§ PROVIDED RECORDS:
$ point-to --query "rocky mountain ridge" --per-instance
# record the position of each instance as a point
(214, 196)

---

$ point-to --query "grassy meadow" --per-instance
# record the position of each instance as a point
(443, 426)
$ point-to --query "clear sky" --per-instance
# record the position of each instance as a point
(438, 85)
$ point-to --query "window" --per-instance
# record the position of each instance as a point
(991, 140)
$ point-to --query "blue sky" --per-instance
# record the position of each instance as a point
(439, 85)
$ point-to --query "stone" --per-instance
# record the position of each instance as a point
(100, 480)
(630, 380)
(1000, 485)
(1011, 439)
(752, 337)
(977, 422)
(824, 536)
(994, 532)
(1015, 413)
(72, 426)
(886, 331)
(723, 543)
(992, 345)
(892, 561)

§ EXERCISE AIM: Check each line of the material for "query". Copy the ones that have it.

§ RESPONSE AREA:
$ point-to --query "rocky mountain ridge" --per-instance
$ point-to --query "grassy meadow" --per-instance
$ point-to --query "clear sky" --per-instance
$ point-to --query "window" --per-instance
$ point-to --query "blue sky" --per-instance
$ point-to --query "stone" --per-instance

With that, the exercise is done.